EXERCISE BRIEF: Keep every line of the data below that has the string "white" and present those lines.

RECORDS PROVIDED:
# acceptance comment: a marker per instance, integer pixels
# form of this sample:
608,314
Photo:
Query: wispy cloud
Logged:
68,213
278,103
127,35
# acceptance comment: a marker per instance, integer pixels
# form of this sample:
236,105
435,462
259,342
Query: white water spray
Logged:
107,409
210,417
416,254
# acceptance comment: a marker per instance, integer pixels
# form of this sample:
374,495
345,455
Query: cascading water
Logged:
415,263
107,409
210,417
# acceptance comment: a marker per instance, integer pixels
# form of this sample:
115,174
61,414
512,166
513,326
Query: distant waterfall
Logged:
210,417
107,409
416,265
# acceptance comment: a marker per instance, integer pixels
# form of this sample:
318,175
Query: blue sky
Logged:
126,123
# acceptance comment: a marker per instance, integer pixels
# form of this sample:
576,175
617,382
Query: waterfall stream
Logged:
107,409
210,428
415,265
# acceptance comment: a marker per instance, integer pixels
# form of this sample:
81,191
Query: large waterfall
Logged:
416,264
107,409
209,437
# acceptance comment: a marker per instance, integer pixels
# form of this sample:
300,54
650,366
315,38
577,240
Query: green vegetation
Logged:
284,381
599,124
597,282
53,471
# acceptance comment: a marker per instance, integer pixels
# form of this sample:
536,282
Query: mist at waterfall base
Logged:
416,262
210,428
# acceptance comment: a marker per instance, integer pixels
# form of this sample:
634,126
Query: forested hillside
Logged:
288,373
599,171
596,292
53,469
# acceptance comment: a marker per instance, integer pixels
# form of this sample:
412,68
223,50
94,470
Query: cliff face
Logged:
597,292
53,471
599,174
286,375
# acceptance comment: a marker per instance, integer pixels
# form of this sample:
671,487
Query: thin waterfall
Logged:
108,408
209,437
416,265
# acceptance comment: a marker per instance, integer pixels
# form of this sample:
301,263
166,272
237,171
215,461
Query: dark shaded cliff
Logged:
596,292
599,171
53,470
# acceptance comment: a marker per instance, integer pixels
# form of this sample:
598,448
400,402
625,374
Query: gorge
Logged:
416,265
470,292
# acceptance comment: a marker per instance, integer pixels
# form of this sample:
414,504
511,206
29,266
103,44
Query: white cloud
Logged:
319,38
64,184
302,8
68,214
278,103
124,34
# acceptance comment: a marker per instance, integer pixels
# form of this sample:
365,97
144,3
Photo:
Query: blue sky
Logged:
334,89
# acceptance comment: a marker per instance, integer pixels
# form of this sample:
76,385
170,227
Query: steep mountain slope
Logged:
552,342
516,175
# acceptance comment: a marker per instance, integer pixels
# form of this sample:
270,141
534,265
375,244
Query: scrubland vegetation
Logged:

WRITTEN ANSWER:
Query: white water spray
Query: white cloud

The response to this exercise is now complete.